Please output the lines shown below exactly as they appear.
## start LISTING
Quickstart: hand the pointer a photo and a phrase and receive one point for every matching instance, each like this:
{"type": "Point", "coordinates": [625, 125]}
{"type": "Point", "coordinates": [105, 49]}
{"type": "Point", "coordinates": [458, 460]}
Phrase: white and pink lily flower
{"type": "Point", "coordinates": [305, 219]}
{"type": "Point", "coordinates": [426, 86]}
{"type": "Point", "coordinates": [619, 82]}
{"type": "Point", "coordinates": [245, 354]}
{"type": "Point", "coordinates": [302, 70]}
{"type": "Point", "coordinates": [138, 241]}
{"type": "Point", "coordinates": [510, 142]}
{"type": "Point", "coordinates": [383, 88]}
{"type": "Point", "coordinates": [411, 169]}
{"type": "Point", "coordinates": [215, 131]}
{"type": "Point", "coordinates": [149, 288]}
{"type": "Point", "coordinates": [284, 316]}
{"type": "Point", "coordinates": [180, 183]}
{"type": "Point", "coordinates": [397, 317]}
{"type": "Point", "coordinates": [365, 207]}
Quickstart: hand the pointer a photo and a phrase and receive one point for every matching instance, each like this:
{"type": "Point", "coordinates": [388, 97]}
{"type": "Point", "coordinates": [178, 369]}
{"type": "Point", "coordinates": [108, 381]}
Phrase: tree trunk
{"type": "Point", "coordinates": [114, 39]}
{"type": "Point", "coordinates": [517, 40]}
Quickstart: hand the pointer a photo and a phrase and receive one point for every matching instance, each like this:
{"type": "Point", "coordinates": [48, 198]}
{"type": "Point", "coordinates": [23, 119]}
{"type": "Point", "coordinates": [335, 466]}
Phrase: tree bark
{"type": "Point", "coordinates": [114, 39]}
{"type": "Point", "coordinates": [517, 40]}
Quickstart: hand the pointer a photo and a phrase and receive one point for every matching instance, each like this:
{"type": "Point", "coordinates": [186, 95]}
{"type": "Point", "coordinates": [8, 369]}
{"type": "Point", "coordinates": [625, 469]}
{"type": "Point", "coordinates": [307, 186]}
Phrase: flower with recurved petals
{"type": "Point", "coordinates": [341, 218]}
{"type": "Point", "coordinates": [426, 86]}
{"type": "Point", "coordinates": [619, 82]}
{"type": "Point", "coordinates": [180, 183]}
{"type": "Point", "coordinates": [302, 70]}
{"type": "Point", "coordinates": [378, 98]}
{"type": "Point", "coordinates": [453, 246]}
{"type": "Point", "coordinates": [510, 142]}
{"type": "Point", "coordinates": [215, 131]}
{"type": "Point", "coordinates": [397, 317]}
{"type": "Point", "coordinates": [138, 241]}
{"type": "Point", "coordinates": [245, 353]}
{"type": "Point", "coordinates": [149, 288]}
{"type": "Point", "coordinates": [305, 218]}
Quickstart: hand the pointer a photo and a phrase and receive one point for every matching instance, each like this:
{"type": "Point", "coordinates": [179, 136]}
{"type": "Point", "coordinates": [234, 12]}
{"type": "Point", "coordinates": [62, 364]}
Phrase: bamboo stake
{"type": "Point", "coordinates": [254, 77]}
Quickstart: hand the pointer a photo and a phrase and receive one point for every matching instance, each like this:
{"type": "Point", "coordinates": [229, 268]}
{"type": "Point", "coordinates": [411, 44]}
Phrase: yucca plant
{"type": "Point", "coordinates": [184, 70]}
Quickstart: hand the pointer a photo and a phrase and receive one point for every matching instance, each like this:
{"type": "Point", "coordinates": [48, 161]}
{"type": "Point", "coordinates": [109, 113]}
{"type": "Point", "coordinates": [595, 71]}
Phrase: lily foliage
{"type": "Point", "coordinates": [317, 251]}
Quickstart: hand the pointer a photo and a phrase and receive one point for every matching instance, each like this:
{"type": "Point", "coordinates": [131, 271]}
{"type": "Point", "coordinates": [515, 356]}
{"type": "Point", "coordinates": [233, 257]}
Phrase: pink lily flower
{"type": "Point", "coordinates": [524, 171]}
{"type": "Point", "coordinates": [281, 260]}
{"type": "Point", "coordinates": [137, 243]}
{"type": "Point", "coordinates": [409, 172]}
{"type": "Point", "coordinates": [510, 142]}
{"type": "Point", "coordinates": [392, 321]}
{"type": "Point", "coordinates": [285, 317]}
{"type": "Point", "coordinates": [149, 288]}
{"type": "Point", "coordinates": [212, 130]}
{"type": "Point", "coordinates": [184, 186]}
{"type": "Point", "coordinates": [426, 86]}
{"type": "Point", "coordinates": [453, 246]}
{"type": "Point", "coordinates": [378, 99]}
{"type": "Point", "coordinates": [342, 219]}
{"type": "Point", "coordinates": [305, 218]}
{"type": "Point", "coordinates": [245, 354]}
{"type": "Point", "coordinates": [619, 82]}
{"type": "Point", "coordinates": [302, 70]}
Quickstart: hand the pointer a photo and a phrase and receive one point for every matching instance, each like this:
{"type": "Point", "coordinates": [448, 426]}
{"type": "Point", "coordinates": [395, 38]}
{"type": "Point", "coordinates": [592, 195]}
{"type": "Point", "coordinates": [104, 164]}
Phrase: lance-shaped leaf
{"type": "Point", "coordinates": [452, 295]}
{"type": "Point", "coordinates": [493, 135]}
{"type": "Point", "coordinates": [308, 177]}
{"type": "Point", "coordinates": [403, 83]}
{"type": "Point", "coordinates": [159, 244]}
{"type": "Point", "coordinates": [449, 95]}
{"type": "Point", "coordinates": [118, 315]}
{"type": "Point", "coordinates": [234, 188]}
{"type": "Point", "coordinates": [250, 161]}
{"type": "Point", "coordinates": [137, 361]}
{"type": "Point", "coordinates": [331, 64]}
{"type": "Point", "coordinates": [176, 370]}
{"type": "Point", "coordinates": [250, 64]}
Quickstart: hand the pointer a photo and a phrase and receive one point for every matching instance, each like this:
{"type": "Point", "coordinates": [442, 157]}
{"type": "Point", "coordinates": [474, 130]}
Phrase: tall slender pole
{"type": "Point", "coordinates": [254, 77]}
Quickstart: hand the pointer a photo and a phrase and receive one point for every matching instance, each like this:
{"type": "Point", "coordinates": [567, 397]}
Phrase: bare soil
## end LISTING
EXERCISE SOLUTION:
Quickstart: hand the pointer a photo and a phrase and receive one point for every matching instance, each like this:
{"type": "Point", "coordinates": [625, 125]}
{"type": "Point", "coordinates": [105, 49]}
{"type": "Point", "coordinates": [458, 460]}
Phrase: white and pink lily flower
{"type": "Point", "coordinates": [305, 219]}
{"type": "Point", "coordinates": [426, 86]}
{"type": "Point", "coordinates": [619, 82]}
{"type": "Point", "coordinates": [245, 354]}
{"type": "Point", "coordinates": [302, 70]}
{"type": "Point", "coordinates": [138, 241]}
{"type": "Point", "coordinates": [510, 142]}
{"type": "Point", "coordinates": [383, 88]}
{"type": "Point", "coordinates": [411, 169]}
{"type": "Point", "coordinates": [215, 131]}
{"type": "Point", "coordinates": [149, 288]}
{"type": "Point", "coordinates": [284, 316]}
{"type": "Point", "coordinates": [180, 183]}
{"type": "Point", "coordinates": [397, 317]}
{"type": "Point", "coordinates": [365, 207]}
Quickstart: hand the pointer a photo and a phrase and receive one point for every matching instance, each like this:
{"type": "Point", "coordinates": [388, 97]}
{"type": "Point", "coordinates": [178, 369]}
{"type": "Point", "coordinates": [108, 381]}
Phrase: tree trunk
{"type": "Point", "coordinates": [114, 39]}
{"type": "Point", "coordinates": [517, 40]}
Quickstart: hand the pointer a photo and a phrase and receive one point for every matching instance, each like this:
{"type": "Point", "coordinates": [48, 198]}
{"type": "Point", "coordinates": [23, 119]}
{"type": "Point", "coordinates": [335, 466]}
Phrase: tree bark
{"type": "Point", "coordinates": [114, 39]}
{"type": "Point", "coordinates": [517, 40]}
Quickstart: hand the pointer a photo and a phrase and receive one point for every matching instance, each like this:
{"type": "Point", "coordinates": [186, 95]}
{"type": "Point", "coordinates": [8, 369]}
{"type": "Point", "coordinates": [625, 469]}
{"type": "Point", "coordinates": [307, 186]}
Phrase: flower with recurved petals
{"type": "Point", "coordinates": [341, 218]}
{"type": "Point", "coordinates": [426, 86]}
{"type": "Point", "coordinates": [619, 82]}
{"type": "Point", "coordinates": [180, 183]}
{"type": "Point", "coordinates": [302, 70]}
{"type": "Point", "coordinates": [378, 98]}
{"type": "Point", "coordinates": [453, 246]}
{"type": "Point", "coordinates": [510, 142]}
{"type": "Point", "coordinates": [215, 131]}
{"type": "Point", "coordinates": [397, 317]}
{"type": "Point", "coordinates": [138, 241]}
{"type": "Point", "coordinates": [245, 353]}
{"type": "Point", "coordinates": [149, 288]}
{"type": "Point", "coordinates": [305, 218]}
Quickstart: hand the pointer a photo and a phrase and receive one point for every matching instance, each like this:
{"type": "Point", "coordinates": [179, 136]}
{"type": "Point", "coordinates": [234, 12]}
{"type": "Point", "coordinates": [62, 364]}
Phrase: bamboo stake
{"type": "Point", "coordinates": [254, 77]}
Quickstart: hand the pointer a photo and a phrase and receive one point for every matching instance, each like this:
{"type": "Point", "coordinates": [229, 268]}
{"type": "Point", "coordinates": [411, 44]}
Phrase: yucca plant
{"type": "Point", "coordinates": [184, 70]}
Quickstart: hand the pointer a photo and a phrase and receive one point for every matching instance, each like this:
{"type": "Point", "coordinates": [48, 161]}
{"type": "Point", "coordinates": [109, 113]}
{"type": "Point", "coordinates": [595, 71]}
Phrase: lily foliage
{"type": "Point", "coordinates": [317, 251]}
Quickstart: hand the pointer a photo and a phrase and receive one point for every matching instance, each like this:
{"type": "Point", "coordinates": [131, 271]}
{"type": "Point", "coordinates": [515, 356]}
{"type": "Point", "coordinates": [233, 257]}
Phrase: pink lily flower
{"type": "Point", "coordinates": [524, 171]}
{"type": "Point", "coordinates": [281, 260]}
{"type": "Point", "coordinates": [137, 243]}
{"type": "Point", "coordinates": [409, 172]}
{"type": "Point", "coordinates": [510, 142]}
{"type": "Point", "coordinates": [392, 321]}
{"type": "Point", "coordinates": [285, 317]}
{"type": "Point", "coordinates": [149, 288]}
{"type": "Point", "coordinates": [212, 130]}
{"type": "Point", "coordinates": [184, 186]}
{"type": "Point", "coordinates": [426, 86]}
{"type": "Point", "coordinates": [453, 246]}
{"type": "Point", "coordinates": [378, 99]}
{"type": "Point", "coordinates": [342, 219]}
{"type": "Point", "coordinates": [305, 218]}
{"type": "Point", "coordinates": [245, 354]}
{"type": "Point", "coordinates": [619, 82]}
{"type": "Point", "coordinates": [302, 70]}
Quickstart: hand the pointer a photo and a phrase and receive one point for every matching instance, each like this:
{"type": "Point", "coordinates": [448, 426]}
{"type": "Point", "coordinates": [395, 38]}
{"type": "Point", "coordinates": [592, 195]}
{"type": "Point", "coordinates": [104, 164]}
Phrase: lance-shaped leaf
{"type": "Point", "coordinates": [452, 295]}
{"type": "Point", "coordinates": [493, 135]}
{"type": "Point", "coordinates": [308, 177]}
{"type": "Point", "coordinates": [403, 83]}
{"type": "Point", "coordinates": [159, 244]}
{"type": "Point", "coordinates": [449, 95]}
{"type": "Point", "coordinates": [118, 315]}
{"type": "Point", "coordinates": [234, 188]}
{"type": "Point", "coordinates": [250, 161]}
{"type": "Point", "coordinates": [137, 361]}
{"type": "Point", "coordinates": [331, 64]}
{"type": "Point", "coordinates": [176, 370]}
{"type": "Point", "coordinates": [250, 64]}
Quickstart: hand the pointer a photo and a phrase and receive one point for every matching instance, each like this:
{"type": "Point", "coordinates": [442, 157]}
{"type": "Point", "coordinates": [474, 130]}
Phrase: tall slender pole
{"type": "Point", "coordinates": [254, 77]}
Quickstart: hand the pointer a photo and a phrase and receive one point for every matching instance, each like this:
{"type": "Point", "coordinates": [567, 397]}
Phrase: bare soil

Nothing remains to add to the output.